Provided records
═══

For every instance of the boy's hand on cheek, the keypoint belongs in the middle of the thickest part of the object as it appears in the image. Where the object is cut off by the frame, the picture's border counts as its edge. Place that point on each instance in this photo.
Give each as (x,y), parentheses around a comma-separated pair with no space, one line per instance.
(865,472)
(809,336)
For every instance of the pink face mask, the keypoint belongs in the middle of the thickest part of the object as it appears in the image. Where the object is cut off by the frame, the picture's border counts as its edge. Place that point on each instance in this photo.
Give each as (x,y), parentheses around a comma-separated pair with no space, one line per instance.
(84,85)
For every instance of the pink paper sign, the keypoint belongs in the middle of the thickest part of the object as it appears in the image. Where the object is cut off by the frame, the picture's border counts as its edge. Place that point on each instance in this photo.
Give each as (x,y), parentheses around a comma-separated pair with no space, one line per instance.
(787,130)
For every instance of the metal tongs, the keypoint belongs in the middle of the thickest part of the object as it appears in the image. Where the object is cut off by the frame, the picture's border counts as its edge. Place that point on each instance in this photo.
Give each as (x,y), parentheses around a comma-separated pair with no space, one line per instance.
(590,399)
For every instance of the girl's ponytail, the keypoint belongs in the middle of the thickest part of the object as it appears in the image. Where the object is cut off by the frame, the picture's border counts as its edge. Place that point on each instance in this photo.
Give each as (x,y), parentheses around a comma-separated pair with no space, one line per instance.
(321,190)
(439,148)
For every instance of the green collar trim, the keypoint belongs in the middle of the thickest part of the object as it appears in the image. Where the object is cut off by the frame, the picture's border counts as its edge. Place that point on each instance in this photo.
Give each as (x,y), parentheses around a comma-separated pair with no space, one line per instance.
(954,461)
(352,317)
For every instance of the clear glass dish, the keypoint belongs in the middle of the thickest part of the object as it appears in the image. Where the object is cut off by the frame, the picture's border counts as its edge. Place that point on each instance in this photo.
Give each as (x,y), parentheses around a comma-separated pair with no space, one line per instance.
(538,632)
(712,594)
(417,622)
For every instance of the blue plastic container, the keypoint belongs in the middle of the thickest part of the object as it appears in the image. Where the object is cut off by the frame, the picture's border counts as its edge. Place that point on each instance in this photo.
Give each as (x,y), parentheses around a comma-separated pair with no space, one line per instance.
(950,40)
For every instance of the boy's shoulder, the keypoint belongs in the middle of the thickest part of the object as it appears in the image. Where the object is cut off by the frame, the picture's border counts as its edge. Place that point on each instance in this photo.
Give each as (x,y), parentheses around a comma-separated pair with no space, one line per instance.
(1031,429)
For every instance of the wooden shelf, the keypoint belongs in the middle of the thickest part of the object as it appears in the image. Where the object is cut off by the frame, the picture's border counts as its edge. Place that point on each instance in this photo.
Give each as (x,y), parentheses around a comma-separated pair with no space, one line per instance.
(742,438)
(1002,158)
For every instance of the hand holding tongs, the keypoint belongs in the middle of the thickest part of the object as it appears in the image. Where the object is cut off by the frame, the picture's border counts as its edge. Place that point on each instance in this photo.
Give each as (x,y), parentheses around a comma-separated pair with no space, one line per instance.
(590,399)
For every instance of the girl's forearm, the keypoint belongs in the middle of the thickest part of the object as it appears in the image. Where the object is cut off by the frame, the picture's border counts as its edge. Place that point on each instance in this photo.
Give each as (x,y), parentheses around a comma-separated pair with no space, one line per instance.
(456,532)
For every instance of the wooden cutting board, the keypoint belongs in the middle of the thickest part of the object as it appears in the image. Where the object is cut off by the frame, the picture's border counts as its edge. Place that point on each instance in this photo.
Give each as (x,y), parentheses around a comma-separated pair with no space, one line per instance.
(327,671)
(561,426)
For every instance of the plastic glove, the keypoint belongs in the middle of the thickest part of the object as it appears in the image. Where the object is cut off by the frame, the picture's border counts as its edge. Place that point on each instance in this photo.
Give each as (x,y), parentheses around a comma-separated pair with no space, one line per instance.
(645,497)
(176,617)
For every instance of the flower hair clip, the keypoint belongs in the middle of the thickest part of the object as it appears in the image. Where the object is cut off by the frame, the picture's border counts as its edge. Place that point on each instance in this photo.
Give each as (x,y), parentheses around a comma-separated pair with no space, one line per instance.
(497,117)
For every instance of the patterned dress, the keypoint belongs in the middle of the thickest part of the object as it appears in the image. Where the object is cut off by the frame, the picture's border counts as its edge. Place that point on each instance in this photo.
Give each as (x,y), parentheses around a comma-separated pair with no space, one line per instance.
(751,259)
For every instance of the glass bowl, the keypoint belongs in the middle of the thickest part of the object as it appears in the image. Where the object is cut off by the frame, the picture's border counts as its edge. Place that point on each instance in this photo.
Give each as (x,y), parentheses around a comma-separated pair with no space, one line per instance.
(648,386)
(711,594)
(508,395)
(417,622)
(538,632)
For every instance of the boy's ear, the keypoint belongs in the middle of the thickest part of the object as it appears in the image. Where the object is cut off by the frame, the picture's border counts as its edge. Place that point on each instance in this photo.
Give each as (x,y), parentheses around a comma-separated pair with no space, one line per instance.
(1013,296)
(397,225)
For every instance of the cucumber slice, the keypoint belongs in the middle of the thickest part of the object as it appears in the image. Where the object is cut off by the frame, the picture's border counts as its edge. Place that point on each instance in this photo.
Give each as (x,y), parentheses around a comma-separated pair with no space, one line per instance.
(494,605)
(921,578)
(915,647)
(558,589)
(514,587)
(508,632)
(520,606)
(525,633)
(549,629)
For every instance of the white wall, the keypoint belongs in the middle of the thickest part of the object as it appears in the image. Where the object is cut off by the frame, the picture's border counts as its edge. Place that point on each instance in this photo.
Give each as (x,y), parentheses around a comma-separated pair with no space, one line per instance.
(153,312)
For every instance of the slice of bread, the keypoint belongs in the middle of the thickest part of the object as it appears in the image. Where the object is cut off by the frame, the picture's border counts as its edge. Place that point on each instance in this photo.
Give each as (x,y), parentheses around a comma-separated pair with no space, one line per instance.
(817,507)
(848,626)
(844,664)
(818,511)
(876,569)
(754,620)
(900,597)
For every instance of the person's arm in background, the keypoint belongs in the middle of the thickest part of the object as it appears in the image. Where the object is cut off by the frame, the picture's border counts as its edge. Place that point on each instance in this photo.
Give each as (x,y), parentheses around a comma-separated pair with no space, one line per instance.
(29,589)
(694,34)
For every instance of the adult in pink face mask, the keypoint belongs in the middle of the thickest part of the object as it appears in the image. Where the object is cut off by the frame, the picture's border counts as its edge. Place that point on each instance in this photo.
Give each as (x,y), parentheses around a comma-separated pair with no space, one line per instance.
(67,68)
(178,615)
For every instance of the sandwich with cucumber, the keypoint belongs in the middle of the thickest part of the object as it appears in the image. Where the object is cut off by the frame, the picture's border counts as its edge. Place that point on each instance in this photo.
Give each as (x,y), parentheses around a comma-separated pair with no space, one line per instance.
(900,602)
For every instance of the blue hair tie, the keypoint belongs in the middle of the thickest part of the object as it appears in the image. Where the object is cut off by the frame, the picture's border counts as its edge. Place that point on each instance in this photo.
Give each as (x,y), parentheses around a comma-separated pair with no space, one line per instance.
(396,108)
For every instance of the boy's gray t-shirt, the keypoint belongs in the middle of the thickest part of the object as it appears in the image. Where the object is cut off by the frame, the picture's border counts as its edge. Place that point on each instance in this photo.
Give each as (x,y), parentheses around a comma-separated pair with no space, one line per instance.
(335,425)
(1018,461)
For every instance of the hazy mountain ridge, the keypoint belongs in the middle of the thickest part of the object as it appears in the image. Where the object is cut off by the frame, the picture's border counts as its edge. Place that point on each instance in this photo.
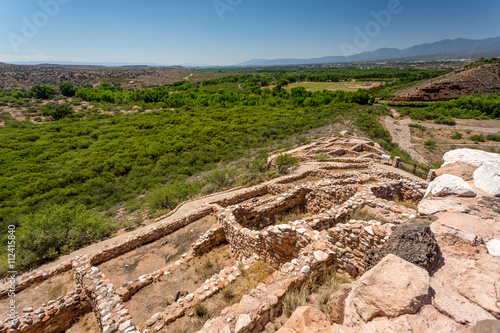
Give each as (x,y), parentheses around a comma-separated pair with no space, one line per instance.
(448,48)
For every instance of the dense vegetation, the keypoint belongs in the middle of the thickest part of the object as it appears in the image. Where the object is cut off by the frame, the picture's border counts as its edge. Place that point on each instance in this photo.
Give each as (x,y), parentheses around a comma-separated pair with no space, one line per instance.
(469,107)
(48,172)
(61,180)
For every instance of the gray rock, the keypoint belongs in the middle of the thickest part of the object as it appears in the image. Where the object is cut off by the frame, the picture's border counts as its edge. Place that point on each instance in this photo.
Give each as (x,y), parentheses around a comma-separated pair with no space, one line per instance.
(243,322)
(413,242)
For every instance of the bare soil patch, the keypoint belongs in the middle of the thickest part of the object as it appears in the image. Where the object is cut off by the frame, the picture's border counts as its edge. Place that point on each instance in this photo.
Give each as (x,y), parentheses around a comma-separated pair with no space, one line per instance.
(40,293)
(85,323)
(488,123)
(213,306)
(156,255)
(445,142)
(157,296)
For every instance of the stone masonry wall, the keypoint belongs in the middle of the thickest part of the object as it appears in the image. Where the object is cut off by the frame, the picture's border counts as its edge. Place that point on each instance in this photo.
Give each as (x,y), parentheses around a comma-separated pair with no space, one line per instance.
(350,241)
(112,315)
(210,239)
(112,250)
(55,316)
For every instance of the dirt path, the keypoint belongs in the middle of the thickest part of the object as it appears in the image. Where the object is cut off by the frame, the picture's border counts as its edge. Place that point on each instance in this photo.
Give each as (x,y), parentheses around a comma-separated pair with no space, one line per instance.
(400,133)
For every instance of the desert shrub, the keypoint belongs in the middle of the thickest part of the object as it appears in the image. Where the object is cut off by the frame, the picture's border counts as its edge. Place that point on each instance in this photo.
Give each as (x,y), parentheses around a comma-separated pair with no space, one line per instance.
(169,196)
(493,137)
(420,127)
(322,157)
(445,120)
(47,234)
(57,111)
(477,138)
(285,161)
(430,144)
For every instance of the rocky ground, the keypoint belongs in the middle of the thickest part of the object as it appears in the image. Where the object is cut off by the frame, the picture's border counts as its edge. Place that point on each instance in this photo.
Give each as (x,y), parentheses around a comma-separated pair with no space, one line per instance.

═══

Objective
Copy the rows word for word, starting with the line that contains "For every instance of the desert" and stopping after the final line of the rows.

Result for this exercise
For every instance of the desert shrub, the keypoint belongs in the middle of the thickest part of the object as it appears in the image. Where the object is cut off by the frame, the picture's border counts as its edge. Place that point on each instance in this photo.
Give each as (x,y), parentheses around a comma-separated pair with no space, one line per instance.
(169,196)
(493,137)
(420,127)
(322,157)
(445,120)
(47,234)
(57,111)
(477,138)
(285,161)
(430,144)
For every instance of the rocky ground, the keypoint belongs in the middle of the thickest part of the object as it appears in the image. Where the object is cut off by the frame, the picture's border counts as its edge. Place that point on each instance in this photo.
Give each as (x,y), parentheses around a comma-separated pair with no space, one line per instance.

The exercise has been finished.